— Excerpt to read —
-- Opening Marker --

Friday, October 16, 2015

My School!

This is what Max cried when I pulled out of the primary school parking lot yesterday. "My school!"

Max's first day at preschool.
I was thrilled.

He wasn't crying-crying, there weren't any actual tears. He was too exhausted from his third day of preschool in a very stimulating classroom to wind up into any kind of tantrum. He might have just been accessing an emotional response appropriate for leaving a place and practicing with it.

I don't care about any of that. I'm just glad he said something spontaneous. I'm glad he talked at all. And I am more than grateful that school quickly has become a place he enjoys.

It's been a rough journey these last several months, discovering that Max has a speech delay and perhaps a few sensory issues. His development was cruising right along, his vocabulary was growing, and his academic learning was way ahead.

At 3 years old he can sing the ABCs, correctly identify the sounds each letter makes, and even list a few words here and there that begin with those sounds. He asks me to make crescents and trapezoids when we play shapes with a rubber band, and he is about one letter away from cracking my password on the Kindle to download more apps.

-- Closing Marker --

— Aim of the task —
Carry on the blog post about Max starting preschool, beginning after its final sentence.

— Extracted information —
-- Opening Marker --

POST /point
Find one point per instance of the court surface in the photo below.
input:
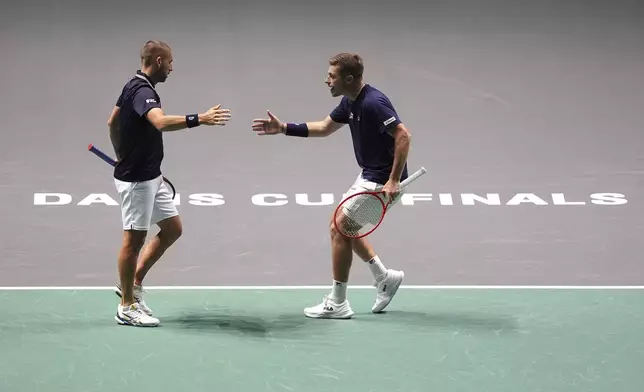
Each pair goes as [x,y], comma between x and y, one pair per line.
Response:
[521,246]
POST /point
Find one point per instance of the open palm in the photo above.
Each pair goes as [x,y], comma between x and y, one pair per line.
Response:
[267,126]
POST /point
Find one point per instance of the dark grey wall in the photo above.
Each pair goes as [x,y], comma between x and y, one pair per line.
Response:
[501,97]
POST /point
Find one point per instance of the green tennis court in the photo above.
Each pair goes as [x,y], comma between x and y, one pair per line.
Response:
[588,340]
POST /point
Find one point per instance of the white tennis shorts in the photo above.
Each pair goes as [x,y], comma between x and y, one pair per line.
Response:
[145,203]
[363,185]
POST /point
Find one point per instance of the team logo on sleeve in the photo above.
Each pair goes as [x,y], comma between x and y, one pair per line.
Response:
[389,121]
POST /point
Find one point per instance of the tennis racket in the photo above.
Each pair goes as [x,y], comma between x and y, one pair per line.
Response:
[360,214]
[112,162]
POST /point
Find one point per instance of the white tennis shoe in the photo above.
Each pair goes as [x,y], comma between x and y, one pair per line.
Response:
[138,297]
[134,316]
[328,309]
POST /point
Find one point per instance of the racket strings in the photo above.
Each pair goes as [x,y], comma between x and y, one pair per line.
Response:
[359,215]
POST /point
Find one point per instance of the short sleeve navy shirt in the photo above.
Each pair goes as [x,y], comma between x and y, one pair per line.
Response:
[141,144]
[371,117]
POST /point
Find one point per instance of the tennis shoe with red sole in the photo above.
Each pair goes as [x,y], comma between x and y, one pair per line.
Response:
[329,309]
[387,289]
[138,297]
[134,316]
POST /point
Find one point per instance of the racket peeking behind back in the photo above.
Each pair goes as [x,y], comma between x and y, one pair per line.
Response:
[360,214]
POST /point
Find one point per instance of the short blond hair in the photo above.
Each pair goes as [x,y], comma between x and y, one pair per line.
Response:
[348,64]
[153,49]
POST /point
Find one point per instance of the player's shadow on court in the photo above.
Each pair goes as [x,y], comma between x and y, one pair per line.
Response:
[218,321]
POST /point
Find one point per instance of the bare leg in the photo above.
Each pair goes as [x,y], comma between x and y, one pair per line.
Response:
[132,242]
[365,251]
[171,230]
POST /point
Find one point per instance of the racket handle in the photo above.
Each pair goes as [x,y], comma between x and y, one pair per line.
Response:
[101,155]
[413,177]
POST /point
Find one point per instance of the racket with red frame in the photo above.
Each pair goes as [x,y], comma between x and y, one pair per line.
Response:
[360,214]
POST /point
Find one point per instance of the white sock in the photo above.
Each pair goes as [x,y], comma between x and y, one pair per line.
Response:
[378,270]
[339,292]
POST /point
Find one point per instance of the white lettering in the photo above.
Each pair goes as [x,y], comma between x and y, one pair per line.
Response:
[608,198]
[40,199]
[103,198]
[303,199]
[560,200]
[260,199]
[206,199]
[491,199]
[408,199]
[446,199]
[326,199]
[527,198]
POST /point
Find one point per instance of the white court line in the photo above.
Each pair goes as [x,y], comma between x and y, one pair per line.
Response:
[326,287]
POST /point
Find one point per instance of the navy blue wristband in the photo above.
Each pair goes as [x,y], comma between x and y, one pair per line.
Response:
[192,120]
[299,130]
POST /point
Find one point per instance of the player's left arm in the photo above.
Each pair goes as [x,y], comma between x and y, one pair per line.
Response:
[402,138]
[389,122]
[114,126]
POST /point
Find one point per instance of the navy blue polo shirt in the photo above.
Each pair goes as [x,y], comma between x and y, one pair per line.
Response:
[371,117]
[141,148]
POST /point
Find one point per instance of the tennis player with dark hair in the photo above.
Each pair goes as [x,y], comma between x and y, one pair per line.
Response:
[136,126]
[381,146]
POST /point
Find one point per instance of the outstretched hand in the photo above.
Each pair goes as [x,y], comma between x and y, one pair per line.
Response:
[215,116]
[267,126]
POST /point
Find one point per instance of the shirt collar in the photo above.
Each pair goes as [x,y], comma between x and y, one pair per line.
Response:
[141,75]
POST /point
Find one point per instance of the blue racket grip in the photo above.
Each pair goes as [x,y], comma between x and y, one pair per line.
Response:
[101,155]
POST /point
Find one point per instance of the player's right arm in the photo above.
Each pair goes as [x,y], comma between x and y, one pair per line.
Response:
[331,123]
[145,104]
[322,128]
[172,122]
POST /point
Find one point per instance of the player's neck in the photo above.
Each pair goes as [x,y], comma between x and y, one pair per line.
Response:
[353,95]
[150,74]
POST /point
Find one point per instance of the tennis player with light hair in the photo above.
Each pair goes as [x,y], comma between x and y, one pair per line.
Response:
[136,126]
[381,145]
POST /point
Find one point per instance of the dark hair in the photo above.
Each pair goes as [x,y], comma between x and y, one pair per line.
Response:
[153,49]
[348,64]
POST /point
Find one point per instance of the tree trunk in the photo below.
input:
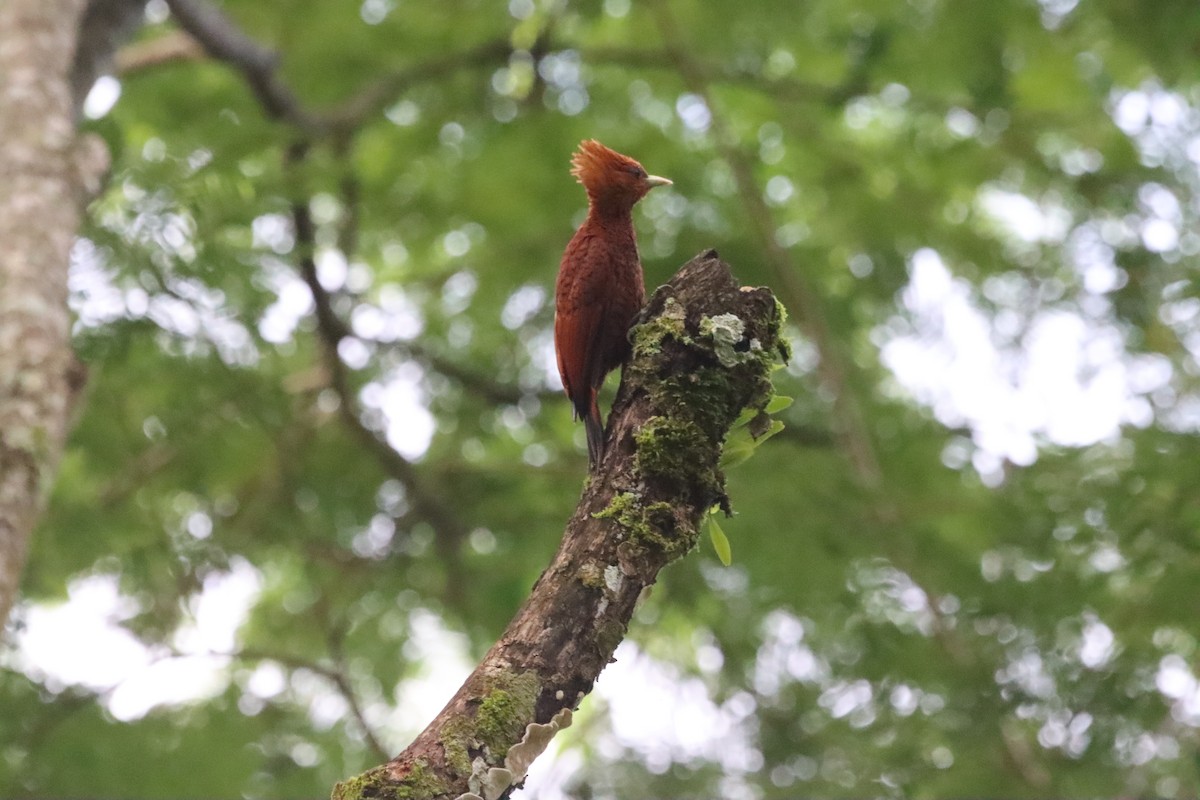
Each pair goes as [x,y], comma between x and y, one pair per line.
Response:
[703,355]
[45,172]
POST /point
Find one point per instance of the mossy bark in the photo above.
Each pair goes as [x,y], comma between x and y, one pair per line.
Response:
[703,352]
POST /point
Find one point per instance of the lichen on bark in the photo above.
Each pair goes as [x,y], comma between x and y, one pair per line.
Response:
[685,385]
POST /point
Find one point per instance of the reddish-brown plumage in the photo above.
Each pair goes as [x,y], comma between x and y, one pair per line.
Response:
[600,287]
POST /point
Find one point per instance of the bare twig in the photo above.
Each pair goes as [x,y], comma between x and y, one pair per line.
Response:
[223,40]
[168,48]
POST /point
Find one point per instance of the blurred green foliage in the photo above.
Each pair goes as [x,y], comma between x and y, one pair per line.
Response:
[907,612]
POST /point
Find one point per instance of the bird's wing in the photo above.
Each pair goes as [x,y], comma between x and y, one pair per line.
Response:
[576,334]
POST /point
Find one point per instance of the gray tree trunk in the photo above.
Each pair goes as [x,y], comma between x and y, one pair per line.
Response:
[45,175]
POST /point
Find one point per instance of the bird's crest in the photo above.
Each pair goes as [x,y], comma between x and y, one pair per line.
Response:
[593,162]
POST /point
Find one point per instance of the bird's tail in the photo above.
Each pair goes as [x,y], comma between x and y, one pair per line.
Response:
[594,428]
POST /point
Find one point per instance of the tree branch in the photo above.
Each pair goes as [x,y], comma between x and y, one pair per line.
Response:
[225,41]
[853,434]
[641,510]
[45,172]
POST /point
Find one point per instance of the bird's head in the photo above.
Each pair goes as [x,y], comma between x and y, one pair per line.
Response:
[610,178]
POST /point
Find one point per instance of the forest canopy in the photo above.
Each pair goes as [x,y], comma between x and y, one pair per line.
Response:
[323,452]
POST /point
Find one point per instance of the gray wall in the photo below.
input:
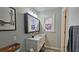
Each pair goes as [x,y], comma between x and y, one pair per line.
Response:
[7,37]
[73,18]
[53,38]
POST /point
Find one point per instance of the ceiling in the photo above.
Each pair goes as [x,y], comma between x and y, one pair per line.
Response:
[41,9]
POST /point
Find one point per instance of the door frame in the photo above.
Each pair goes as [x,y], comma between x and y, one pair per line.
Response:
[64,29]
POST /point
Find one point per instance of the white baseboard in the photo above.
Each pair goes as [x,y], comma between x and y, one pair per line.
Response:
[53,48]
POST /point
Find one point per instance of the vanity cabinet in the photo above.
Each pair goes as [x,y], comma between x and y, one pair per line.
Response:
[35,43]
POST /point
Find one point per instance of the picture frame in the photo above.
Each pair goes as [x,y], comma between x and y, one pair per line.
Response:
[7,19]
[49,24]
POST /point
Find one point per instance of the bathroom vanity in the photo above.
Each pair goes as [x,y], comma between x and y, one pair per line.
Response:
[35,43]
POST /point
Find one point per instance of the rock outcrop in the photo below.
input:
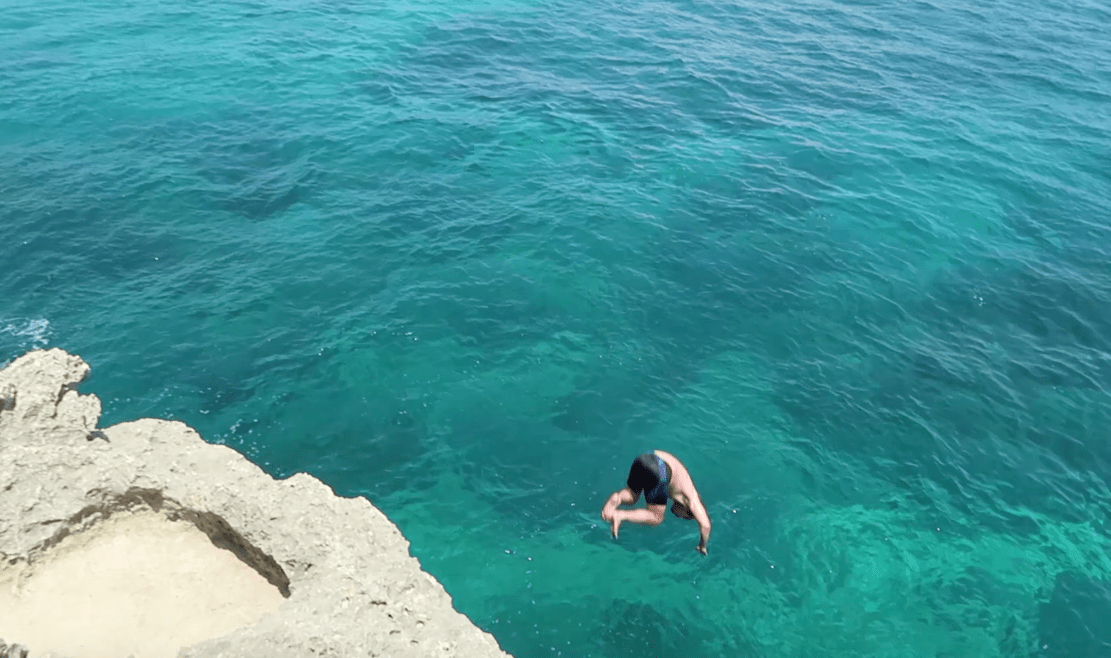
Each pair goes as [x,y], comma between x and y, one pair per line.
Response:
[351,587]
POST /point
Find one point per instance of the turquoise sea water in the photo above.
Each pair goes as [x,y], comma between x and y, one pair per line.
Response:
[849,260]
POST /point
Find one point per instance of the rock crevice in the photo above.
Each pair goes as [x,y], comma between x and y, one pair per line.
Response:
[349,584]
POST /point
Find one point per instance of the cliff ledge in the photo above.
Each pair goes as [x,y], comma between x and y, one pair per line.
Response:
[346,584]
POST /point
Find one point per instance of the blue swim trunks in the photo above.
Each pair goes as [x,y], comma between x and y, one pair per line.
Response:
[649,474]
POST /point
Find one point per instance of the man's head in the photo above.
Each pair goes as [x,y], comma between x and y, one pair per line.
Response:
[681,510]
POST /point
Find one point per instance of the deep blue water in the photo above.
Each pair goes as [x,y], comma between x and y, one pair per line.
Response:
[848,260]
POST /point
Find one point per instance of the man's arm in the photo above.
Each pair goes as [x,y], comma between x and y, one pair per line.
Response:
[626,496]
[703,521]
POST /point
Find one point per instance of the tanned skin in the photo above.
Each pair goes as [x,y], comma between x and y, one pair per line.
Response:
[688,504]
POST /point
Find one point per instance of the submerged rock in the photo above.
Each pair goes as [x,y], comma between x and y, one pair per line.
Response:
[349,584]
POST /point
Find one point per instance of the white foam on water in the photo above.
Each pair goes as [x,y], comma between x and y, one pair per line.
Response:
[30,334]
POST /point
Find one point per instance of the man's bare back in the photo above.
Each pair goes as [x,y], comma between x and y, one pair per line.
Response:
[659,476]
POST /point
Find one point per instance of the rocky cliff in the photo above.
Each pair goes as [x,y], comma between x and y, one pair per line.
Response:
[349,584]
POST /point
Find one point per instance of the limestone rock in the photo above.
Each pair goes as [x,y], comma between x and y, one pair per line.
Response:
[351,586]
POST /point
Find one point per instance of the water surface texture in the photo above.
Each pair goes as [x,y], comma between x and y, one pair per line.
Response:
[849,260]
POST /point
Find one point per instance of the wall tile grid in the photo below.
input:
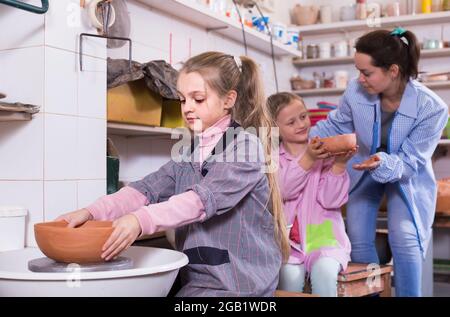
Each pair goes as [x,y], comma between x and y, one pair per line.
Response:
[56,162]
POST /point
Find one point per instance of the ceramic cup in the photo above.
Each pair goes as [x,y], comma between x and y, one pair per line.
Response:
[326,14]
[325,50]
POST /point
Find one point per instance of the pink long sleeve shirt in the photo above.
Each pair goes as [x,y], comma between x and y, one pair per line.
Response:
[179,210]
[315,198]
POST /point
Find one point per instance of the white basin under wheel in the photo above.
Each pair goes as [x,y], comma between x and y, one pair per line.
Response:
[153,273]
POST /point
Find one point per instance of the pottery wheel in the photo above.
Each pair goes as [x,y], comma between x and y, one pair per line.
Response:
[48,265]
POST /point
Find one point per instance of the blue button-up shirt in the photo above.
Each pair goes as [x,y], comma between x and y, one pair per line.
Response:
[415,132]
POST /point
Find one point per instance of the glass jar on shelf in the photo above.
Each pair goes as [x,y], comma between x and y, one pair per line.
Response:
[361,10]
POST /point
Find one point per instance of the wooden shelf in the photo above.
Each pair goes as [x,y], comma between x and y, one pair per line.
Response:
[322,61]
[386,22]
[203,17]
[347,60]
[14,116]
[319,92]
[438,85]
[131,130]
[338,91]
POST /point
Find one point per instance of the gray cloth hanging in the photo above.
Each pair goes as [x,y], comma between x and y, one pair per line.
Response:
[160,77]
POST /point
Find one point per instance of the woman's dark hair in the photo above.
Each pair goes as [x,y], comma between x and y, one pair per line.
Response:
[387,49]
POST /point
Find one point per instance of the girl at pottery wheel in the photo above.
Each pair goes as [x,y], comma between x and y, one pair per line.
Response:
[221,194]
[398,123]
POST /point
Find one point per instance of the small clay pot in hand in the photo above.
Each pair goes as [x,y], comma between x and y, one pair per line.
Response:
[369,164]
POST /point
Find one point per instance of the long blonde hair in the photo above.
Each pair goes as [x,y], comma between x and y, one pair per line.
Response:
[223,73]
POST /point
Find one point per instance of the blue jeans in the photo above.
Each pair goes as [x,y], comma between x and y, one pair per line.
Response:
[362,209]
[324,274]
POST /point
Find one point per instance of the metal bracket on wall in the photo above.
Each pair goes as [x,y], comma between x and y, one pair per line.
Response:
[216,28]
[105,37]
[26,6]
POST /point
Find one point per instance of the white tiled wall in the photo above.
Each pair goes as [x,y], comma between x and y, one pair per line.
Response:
[56,162]
[157,35]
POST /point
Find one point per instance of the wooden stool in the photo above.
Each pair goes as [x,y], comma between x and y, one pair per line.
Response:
[281,293]
[358,280]
[365,279]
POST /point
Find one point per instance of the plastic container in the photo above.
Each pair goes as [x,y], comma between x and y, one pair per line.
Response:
[12,227]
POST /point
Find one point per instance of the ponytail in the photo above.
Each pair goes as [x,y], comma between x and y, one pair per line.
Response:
[399,47]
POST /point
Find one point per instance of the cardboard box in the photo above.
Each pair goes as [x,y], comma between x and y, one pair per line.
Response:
[171,114]
[134,103]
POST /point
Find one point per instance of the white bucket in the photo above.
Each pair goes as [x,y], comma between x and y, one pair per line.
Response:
[12,227]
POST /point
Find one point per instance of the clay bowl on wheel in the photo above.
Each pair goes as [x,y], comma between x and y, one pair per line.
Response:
[339,144]
[82,244]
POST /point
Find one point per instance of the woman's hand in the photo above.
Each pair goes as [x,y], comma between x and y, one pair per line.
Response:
[369,164]
[75,218]
[126,230]
[340,160]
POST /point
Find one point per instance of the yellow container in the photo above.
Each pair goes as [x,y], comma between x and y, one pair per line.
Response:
[171,114]
[134,103]
[426,6]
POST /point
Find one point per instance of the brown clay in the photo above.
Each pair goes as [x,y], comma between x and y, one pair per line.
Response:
[73,245]
[339,144]
[368,163]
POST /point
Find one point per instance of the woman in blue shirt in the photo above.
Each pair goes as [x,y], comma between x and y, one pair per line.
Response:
[398,123]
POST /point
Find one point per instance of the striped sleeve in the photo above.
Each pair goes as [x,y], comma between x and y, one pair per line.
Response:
[415,151]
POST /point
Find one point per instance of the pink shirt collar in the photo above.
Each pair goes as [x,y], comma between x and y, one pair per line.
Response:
[289,156]
[214,132]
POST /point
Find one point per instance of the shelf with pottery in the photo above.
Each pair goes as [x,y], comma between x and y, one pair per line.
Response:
[197,14]
[385,22]
[443,52]
[134,130]
[337,91]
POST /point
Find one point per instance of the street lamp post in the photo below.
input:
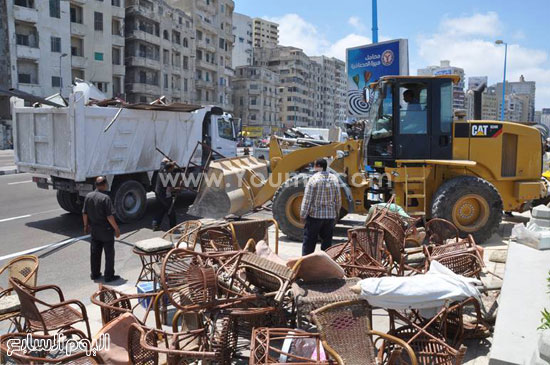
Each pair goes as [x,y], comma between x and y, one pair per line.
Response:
[504,79]
[61,77]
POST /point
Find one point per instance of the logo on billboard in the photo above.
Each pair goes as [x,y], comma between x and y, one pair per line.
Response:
[387,57]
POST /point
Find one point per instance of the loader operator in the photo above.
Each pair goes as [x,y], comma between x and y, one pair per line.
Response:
[320,208]
[164,191]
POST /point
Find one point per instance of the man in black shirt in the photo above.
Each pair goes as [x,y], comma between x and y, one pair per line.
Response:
[98,216]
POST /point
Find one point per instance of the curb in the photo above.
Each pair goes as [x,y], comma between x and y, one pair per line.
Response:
[8,172]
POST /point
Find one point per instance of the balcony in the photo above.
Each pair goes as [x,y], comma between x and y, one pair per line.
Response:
[78,62]
[144,36]
[79,29]
[24,14]
[142,89]
[204,84]
[119,70]
[206,65]
[143,62]
[208,47]
[28,52]
[118,40]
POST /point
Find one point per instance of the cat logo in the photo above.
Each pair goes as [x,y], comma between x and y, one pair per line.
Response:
[488,130]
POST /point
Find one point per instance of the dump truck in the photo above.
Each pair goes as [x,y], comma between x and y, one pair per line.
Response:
[71,145]
[435,165]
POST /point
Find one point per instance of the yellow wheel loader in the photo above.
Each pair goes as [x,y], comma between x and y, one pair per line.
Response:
[467,172]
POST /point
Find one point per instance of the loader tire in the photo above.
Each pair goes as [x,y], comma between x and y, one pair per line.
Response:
[286,206]
[473,204]
[70,202]
[130,201]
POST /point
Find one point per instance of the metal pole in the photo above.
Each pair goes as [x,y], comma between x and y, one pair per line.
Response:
[374,21]
[504,82]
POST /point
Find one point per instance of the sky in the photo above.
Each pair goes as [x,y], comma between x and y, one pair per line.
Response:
[462,31]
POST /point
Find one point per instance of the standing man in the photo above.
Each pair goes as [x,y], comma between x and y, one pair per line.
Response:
[98,216]
[164,189]
[320,208]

-- Closing Marker --

— Task answer —
But tell me what he did at school? Say what he is thinking? Communicate in sentences that aren't first given to him for parroting? Nope, not yet.

These last few months have been a confusing and often depressing journey, but the light at the end of the tunnel is glowing brighter. Actually, it's really illuminating several more tunnels, and we still have to evaluate and explore and outright guess which one is Max's best chance at being his full and authentic self. But at least we've figured out how to drive the freaking train.

Paperwork for anything having to do with school or a state board or a child's brain development is an endless stapled packet. Four different packets are really the same one just in slightly different wording or order. We all know just how much I like filling out paperwork.

But now it's an outright battle. Paperwork is just one more tactic that I'm willing to employ to get Max the help he needs to unlock speech and let all of the learning and behavior skills fall into place. I'm willing to drive to a different city to get him the best therapy. I'm willing to be what I never thought I would be: a parent who drives her kid to and from school.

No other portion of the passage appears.